Directive:
Rewrite all of the material below, replacing every occurrence of "drop a marker" with "place a pin" and keeping everything else the same.

Input:
*****
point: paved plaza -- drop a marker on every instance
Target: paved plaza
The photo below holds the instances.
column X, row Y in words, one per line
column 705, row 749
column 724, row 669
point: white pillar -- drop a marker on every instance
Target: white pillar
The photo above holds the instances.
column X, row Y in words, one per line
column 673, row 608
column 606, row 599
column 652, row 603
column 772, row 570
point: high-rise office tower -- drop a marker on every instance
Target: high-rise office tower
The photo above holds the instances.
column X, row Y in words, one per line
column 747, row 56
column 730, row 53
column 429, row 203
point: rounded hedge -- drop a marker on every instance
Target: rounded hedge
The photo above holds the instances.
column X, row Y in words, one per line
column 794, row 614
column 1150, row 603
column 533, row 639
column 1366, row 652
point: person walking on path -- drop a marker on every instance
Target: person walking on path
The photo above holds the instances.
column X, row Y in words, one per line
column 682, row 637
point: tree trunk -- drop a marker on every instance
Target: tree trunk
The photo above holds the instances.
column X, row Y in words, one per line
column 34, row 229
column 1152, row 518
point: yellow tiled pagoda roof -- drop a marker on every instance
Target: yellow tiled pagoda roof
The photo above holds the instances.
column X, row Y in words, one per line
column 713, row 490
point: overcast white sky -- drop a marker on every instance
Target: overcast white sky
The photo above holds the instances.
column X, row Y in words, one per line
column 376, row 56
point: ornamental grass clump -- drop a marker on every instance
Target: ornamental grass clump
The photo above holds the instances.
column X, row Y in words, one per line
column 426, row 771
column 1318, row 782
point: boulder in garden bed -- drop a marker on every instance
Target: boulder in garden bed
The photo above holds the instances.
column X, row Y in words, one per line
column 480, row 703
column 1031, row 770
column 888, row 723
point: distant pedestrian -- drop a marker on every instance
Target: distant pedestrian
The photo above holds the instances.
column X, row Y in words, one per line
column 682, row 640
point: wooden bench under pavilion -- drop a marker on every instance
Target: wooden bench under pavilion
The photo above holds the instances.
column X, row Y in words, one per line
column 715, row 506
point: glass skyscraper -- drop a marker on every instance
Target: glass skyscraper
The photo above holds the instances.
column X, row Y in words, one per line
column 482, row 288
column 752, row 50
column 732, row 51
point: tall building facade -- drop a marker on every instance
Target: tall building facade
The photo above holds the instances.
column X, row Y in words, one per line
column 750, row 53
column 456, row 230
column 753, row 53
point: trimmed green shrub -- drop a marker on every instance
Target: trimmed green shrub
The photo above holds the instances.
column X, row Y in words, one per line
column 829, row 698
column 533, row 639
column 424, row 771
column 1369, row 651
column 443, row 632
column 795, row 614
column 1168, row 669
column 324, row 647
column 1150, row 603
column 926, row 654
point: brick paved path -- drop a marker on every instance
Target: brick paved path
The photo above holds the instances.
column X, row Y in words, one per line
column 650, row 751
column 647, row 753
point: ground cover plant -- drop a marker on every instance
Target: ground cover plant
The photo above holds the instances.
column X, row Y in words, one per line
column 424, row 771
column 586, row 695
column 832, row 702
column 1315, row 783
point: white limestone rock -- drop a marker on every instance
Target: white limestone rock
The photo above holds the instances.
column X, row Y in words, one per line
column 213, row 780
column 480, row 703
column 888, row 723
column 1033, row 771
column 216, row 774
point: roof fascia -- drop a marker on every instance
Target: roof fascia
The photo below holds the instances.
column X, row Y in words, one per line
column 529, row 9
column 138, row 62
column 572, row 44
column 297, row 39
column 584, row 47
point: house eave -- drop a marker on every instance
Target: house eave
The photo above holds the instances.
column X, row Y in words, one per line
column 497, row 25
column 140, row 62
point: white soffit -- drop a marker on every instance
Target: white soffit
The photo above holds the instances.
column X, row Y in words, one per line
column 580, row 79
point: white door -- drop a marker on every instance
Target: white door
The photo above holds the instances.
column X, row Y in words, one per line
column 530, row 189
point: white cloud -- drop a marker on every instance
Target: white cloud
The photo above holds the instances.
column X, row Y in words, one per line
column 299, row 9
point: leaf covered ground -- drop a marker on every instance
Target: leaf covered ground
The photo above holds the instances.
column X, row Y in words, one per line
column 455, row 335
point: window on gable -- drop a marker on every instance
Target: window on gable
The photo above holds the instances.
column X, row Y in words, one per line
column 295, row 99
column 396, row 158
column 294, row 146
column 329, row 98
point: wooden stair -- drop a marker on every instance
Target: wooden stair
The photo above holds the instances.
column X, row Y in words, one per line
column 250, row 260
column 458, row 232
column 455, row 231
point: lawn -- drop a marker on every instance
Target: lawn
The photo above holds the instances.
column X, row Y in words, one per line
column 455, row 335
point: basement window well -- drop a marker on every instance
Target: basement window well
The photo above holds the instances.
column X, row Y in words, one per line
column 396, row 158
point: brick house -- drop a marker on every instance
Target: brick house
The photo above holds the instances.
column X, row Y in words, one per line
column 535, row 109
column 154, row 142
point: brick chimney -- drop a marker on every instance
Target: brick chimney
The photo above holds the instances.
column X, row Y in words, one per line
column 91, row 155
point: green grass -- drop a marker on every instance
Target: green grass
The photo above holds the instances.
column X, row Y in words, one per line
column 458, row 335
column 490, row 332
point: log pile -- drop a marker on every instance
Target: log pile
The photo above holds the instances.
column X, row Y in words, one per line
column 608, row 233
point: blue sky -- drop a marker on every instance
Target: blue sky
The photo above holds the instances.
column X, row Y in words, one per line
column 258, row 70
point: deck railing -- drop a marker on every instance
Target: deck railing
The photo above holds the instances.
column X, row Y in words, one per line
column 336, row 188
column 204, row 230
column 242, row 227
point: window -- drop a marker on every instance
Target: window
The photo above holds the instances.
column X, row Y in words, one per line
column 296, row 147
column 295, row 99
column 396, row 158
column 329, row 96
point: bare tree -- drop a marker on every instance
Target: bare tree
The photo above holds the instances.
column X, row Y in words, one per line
*****
Solution to this problem:
point: paved plaza -- place a pin on every instance
Target: paved plaza
The photo below holds the instances.
column X, row Y in words, one per line
column 705, row 749
column 724, row 669
point: white pillar -- place a pin on every instance
Target: white pillar
The photo above holds the instances.
column X, row Y in words, one per line
column 673, row 608
column 606, row 599
column 652, row 603
column 772, row 570
point: high-rise office tower -- place a pin on every instance
Target: high-rise office tower
The photo above holds the instances.
column X, row Y in words, one per line
column 747, row 56
column 730, row 53
column 429, row 203
point: rounded hedge -- place a pin on every instance
Target: rounded hedge
The photo above holds the instances.
column X, row Y in words, one per line
column 794, row 614
column 1150, row 603
column 533, row 639
column 1366, row 652
point: person walking on path -- place a pin on every instance
Target: person walking on path
The photo above holds the instances.
column X, row Y in words, one per line
column 682, row 637
point: tree trunk -- place a pin on every instance
Target: tree trunk
The photo above holds the instances.
column X, row Y in words, one per line
column 34, row 229
column 1152, row 518
point: yellow tiled pagoda roof -- place a pin on every instance
Target: yellow tiled pagoda roof
The photo above holds the instances.
column X, row Y in words, one per line
column 713, row 490
point: overcast white sky -- place a pin on every instance
Target: overcast white sky
The photo above holds the instances.
column X, row Y in words, one per line
column 376, row 56
point: ornamental grass clump -- place a pin on every instance
Target: ornamental grass clump
The photo above holds the instances.
column X, row Y in words, one per line
column 426, row 771
column 1318, row 782
point: boulder in garden bed -- place a pin on every instance
Target: boulder in garden bed
The photo above holds the instances.
column X, row Y in words, one per line
column 480, row 703
column 1031, row 770
column 888, row 723
point: distant pedestrian -- place a pin on every instance
Target: distant pedestrian
The photo above holds the instances.
column X, row Y in words, one per line
column 682, row 640
point: wooden bench under pavilion -- place a pin on every instance
Target: wooden bench under pavilion
The photo above holds the instances.
column X, row Y in words, one per line
column 715, row 506
point: glass skyscraper -- place a pin on every instance
Target: glass skyscraper
The photo above holds the instances.
column X, row Y in words, one per line
column 482, row 288
column 752, row 50
column 732, row 51
point: tall building facade -- place a pin on every instance
Target: tall building facade
The photo above holds the instances.
column X, row Y in words, one per line
column 750, row 53
column 456, row 230
column 753, row 53
point: trimmed green shrub -- place a pin on every instance
Target: trimmed green shrub
The photo above holds the instances.
column X, row Y in words, one per line
column 829, row 698
column 533, row 639
column 424, row 771
column 1369, row 651
column 443, row 632
column 795, row 614
column 1168, row 669
column 324, row 647
column 1150, row 603
column 926, row 654
point: brick paved path -- place a pin on every instance
Target: brick paved path
The photo above holds the instances.
column X, row Y in words, one per line
column 650, row 751
column 647, row 753
point: ground cover plant -- place a pin on every instance
Target: ground cover plant
The photo above holds the instances.
column X, row Y in words, one per line
column 424, row 771
column 586, row 695
column 832, row 702
column 1315, row 783
point: white limestone rock -- place a pin on every instance
Target: white limestone rock
The photo above holds the instances.
column X, row Y in words, one per line
column 213, row 780
column 480, row 703
column 888, row 723
column 1033, row 771
column 216, row 774
point: roof fascia -- place a pin on every instance
Target: roof fascia
The photo below holds the instances.
column X, row Y in words, one per line
column 529, row 9
column 138, row 62
column 572, row 44
column 297, row 39
column 584, row 47
point: house eave -- place a pin on every instance
Target: house eave
The photo above holds the instances.
column X, row Y in words, one per line
column 497, row 25
column 140, row 62
point: white soffit -- place a pin on every instance
Target: white soffit
The photo above holds the instances.
column X, row Y in words, one per line
column 580, row 79
point: white door -- place a pin on every instance
Target: white door
The photo above holds the instances.
column X, row Y in words, one per line
column 530, row 189
point: white cloud -- place a pin on every instance
Target: white cloud
The photo above holds the instances.
column X, row Y in words, one per line
column 299, row 9
point: leaf covered ground -- place a pin on every instance
Target: leaf covered ground
The photo above holds the instances.
column X, row Y in words, one per line
column 455, row 335
point: window on gable -- place a pin on every instance
Target: window on gable
The photo above holds the instances.
column X, row Y in words, one per line
column 295, row 99
column 396, row 158
column 294, row 146
column 329, row 98
point: wooden stair -- place a pin on every instance
Target: wooden stair
The photo above holds the instances.
column X, row Y in words, one per line
column 250, row 260
column 458, row 232
column 455, row 231
point: lawn -- place a pin on every instance
Target: lawn
The photo above holds the instances.
column X, row Y in words, one per line
column 455, row 335
point: basement window well -- place a pin on every instance
Target: basement window well
The photo above holds the instances.
column X, row Y in words, one per line
column 396, row 158
point: brick house -- place a pin on every instance
Target: brick house
The photo above holds the instances.
column X, row Y in words, one per line
column 535, row 109
column 154, row 142
point: brick chimney -- place a pin on every instance
Target: brick chimney
The photo above holds the instances.
column X, row Y in words, one per line
column 91, row 155
point: green grass -- place a pin on every instance
Target: green grass
The photo above holds the instances.
column X, row Y in words, one per line
column 458, row 335
column 490, row 332
point: log pile -- place a pin on every instance
Target: log pile
The photo above holds the instances.
column X, row Y in words, one per line
column 608, row 233
point: blue sky -- place a pin on every instance
Target: blue sky
The photo above holds the instances.
column X, row Y in words, one per line
column 258, row 70
point: deck railing -- place a pin on every instance
Target: deck railing
The photo above holds the instances.
column X, row Y in words, one per line
column 336, row 188
column 204, row 230
column 242, row 227
point: window -- place a pin on every instance
Target: window
The photo above holds the instances.
column X, row Y in words, one per line
column 296, row 147
column 295, row 99
column 396, row 158
column 329, row 96
point: bare tree -- place a pin on every instance
Target: bare tree
The photo above holds the instances.
column X, row Y in words, one per line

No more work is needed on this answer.